▶ **Problem description**: Whenever a line contains "haze", include it in the count; reply with the number of such lines in the data and nothing else.
----- Exercise material -----
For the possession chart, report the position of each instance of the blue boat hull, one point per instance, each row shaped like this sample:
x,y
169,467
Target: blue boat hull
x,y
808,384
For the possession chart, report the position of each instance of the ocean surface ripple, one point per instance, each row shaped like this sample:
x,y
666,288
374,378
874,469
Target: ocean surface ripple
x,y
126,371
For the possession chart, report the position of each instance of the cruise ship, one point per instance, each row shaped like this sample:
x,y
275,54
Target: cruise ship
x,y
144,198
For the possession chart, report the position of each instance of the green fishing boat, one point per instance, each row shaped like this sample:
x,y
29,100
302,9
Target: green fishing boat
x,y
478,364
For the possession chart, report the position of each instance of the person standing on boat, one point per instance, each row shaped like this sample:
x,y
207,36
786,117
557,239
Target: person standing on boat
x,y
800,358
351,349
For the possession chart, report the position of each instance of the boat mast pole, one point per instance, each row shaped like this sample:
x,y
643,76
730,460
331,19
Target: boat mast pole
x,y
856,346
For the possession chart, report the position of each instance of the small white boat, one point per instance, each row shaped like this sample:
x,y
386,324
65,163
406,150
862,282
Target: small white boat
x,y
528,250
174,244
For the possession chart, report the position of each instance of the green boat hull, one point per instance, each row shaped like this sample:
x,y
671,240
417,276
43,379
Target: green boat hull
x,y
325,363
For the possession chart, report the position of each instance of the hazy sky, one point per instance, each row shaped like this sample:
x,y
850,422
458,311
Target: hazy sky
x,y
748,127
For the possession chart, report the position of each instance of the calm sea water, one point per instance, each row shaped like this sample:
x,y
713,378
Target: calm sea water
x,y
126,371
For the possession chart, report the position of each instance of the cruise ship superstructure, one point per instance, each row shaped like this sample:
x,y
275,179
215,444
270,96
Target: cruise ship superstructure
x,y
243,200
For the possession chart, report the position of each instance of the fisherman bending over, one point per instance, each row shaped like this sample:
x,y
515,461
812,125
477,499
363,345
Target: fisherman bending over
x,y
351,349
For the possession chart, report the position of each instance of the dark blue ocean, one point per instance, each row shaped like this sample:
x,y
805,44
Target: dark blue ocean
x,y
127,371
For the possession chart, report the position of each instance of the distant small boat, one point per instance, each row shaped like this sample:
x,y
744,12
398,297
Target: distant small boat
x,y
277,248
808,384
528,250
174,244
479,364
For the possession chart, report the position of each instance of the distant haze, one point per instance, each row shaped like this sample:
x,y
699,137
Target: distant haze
-----
▶ **Exercise answer**: 2